Rewrite the portion of the listing below that begins with the line containing "the man sitting" and continues through the end of the listing, changing every occurrence of "keypoint" to "marker" and leaving all other text unchanged.

* Start *

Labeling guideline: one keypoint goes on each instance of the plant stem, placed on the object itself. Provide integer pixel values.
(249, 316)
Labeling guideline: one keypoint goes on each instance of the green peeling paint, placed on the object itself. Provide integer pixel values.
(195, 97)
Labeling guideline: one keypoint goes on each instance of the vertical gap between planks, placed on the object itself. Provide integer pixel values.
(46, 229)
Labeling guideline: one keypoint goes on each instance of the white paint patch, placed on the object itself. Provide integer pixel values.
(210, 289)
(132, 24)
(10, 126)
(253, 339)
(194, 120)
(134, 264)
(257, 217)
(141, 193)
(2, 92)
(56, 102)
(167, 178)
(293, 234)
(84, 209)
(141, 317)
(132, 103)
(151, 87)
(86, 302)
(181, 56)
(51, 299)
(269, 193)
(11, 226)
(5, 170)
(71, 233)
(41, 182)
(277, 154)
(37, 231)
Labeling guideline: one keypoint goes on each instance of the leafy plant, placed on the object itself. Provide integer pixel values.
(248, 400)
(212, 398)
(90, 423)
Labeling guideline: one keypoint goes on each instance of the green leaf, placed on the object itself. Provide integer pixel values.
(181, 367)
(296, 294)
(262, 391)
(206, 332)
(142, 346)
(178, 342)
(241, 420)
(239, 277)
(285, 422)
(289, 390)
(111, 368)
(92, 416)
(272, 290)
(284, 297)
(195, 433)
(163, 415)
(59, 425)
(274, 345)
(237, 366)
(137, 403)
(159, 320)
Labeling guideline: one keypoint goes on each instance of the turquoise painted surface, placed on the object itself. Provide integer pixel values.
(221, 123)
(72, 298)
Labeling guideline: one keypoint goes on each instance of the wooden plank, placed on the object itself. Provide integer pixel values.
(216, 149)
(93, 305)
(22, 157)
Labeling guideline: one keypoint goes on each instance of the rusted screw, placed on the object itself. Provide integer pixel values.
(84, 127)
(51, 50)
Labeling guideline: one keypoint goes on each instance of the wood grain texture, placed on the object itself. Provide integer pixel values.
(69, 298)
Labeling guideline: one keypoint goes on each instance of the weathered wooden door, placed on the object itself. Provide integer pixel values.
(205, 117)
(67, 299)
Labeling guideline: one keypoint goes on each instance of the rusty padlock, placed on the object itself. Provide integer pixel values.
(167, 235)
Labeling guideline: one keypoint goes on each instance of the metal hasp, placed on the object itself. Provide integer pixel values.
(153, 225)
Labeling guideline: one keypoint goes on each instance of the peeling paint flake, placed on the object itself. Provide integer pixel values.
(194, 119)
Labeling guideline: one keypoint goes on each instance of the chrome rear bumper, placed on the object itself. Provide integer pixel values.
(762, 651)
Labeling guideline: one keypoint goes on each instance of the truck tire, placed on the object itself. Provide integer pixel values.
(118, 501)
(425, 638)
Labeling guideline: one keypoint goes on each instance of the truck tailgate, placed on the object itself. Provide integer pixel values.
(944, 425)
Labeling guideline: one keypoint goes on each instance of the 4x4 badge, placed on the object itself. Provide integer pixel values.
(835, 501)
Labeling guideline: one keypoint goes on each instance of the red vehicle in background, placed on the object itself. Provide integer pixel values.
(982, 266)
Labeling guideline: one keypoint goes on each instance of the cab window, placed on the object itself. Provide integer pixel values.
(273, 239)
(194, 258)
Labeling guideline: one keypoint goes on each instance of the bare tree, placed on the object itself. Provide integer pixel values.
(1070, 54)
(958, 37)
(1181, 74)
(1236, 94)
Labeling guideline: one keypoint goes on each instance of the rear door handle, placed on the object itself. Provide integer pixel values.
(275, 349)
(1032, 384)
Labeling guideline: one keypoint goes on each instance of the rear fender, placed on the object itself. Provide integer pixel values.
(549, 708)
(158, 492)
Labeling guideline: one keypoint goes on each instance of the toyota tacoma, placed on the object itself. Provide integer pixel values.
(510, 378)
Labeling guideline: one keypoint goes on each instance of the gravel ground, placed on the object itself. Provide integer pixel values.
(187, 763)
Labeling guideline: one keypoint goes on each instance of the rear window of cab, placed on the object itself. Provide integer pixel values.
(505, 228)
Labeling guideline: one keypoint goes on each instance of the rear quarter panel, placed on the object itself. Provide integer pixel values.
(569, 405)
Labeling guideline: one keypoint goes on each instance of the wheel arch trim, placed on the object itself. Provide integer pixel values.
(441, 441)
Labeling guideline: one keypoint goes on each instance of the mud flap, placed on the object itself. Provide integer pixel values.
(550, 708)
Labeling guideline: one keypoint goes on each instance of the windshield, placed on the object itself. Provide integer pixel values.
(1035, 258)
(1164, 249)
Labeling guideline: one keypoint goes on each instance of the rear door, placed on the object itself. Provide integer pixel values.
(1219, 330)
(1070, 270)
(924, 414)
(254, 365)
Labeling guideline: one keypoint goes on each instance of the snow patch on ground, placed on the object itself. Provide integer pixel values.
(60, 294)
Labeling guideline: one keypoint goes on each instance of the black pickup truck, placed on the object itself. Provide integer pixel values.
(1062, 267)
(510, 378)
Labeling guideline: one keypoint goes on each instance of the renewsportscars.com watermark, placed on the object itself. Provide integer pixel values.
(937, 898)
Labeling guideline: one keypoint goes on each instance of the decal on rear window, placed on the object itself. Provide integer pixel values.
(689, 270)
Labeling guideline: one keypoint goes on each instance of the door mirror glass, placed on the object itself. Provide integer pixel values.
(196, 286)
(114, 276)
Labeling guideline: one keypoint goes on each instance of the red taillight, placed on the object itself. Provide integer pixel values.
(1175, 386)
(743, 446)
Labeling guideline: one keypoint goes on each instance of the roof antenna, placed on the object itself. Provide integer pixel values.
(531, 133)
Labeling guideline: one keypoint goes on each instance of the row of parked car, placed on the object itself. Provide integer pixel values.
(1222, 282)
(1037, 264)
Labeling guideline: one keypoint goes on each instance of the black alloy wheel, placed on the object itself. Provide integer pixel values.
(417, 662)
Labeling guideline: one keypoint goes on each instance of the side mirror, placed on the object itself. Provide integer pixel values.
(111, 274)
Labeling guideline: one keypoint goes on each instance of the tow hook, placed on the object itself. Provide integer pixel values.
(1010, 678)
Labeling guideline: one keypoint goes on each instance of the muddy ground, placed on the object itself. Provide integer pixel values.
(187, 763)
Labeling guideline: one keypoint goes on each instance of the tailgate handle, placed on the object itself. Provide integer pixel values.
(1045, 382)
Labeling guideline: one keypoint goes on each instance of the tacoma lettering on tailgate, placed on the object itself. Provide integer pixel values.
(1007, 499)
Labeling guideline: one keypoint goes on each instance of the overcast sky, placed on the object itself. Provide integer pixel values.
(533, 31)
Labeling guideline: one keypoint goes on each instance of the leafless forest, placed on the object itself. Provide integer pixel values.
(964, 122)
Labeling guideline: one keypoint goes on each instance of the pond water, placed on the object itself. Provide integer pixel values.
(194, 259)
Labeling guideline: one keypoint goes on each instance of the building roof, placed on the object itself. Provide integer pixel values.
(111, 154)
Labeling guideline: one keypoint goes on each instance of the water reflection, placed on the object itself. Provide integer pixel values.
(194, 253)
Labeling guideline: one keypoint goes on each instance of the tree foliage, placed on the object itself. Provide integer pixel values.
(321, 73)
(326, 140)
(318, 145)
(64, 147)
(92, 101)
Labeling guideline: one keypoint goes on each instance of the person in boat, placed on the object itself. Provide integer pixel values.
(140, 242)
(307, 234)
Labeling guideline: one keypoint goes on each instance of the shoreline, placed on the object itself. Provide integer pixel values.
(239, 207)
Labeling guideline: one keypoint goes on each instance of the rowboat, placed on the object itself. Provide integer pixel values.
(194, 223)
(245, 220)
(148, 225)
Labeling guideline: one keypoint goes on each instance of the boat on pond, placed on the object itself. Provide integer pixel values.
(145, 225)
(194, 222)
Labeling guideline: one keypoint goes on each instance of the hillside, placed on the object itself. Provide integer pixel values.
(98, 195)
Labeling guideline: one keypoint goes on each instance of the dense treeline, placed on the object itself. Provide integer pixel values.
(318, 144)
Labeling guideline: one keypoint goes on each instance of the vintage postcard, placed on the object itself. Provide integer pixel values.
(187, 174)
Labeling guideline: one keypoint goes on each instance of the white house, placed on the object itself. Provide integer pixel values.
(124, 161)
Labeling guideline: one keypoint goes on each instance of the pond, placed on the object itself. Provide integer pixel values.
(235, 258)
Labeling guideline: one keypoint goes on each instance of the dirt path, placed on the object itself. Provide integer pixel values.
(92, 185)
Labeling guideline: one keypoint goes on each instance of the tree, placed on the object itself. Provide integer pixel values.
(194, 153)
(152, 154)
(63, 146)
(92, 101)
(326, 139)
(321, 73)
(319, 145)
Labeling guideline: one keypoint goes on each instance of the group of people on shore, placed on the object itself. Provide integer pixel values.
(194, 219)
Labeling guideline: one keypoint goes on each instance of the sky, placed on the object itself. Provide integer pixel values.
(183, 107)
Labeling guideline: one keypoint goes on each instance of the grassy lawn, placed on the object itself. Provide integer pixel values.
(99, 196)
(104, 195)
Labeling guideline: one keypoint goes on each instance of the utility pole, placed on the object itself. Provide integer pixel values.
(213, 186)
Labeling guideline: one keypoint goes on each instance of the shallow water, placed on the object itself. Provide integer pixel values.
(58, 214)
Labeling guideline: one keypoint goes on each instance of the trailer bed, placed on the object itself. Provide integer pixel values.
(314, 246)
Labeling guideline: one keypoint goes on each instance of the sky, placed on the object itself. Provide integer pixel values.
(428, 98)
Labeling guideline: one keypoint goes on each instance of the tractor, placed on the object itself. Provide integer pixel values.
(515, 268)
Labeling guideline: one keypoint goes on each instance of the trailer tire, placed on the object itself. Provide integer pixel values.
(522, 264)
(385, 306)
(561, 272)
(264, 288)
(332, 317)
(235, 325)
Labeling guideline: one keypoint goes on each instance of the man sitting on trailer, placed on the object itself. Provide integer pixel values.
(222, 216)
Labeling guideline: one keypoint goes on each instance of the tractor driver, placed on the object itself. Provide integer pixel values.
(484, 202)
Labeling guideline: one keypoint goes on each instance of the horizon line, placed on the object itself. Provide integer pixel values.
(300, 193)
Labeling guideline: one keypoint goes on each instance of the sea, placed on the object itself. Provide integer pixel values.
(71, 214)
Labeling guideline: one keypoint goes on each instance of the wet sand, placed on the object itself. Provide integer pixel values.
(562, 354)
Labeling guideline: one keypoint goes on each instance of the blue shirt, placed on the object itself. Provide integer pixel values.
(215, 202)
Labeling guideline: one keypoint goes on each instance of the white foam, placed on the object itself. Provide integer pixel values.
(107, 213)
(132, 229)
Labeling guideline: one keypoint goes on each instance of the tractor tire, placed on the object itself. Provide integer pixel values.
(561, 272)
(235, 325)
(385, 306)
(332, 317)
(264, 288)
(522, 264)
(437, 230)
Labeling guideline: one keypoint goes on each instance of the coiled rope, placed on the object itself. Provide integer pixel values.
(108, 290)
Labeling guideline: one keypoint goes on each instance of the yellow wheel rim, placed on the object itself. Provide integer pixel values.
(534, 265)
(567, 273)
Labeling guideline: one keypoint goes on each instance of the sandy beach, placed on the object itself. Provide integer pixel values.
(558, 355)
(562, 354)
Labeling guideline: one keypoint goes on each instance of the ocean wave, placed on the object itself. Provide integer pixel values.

* End *

=== Response to this task ===
Labeling guideline: one marker goes on each instance of the man sitting on trailer, placed on the object itself. Provide integer pixel values.
(222, 216)
Labeling guideline: one marker goes on each instance of the tractor driver, placed on the object itself. Provide integer pixel values.
(484, 202)
Labeling guideline: one marker goes on each instance of the horizon line, placed on the object itself. Provide integer pixel values.
(300, 193)
Labeling guideline: one marker goes on each instance of the sea, placed on the object itself. Provide integer pixel values.
(71, 214)
Labeling guideline: one marker goes on each instance of the wet sand, placed on the object itself. Provide integer pixel values.
(562, 354)
Labeling guideline: one marker goes on each instance of the blue shirt, placed on the object itself. Provide integer pixel values.
(215, 202)
Labeling guideline: one marker goes on each instance of the white foam, placed on the object itself. Provide integer pixel values.
(107, 213)
(132, 229)
Labeling guideline: one marker goes on each instance of the tractor tire, placed on the object itself. Provide integer pixel values.
(561, 272)
(235, 325)
(385, 306)
(332, 317)
(264, 288)
(522, 264)
(437, 230)
Labeling guideline: one marker goes on each instance of the coiled rope, placed on the object itself. Provide integer pixel values.
(108, 290)
Labeling guideline: one marker goes on each instance of the yellow wheel rim, placed on the object itself. Provide integer pixel values.
(534, 265)
(567, 273)
Labeling guideline: one marker goes on each instance of the sandy beach, placed on the object itself. Provide integer pixel values.
(558, 355)
(562, 354)
Labeling guideline: one marker goes on each instance of the ocean wave, placed on the object itself. Provide integer pixel values.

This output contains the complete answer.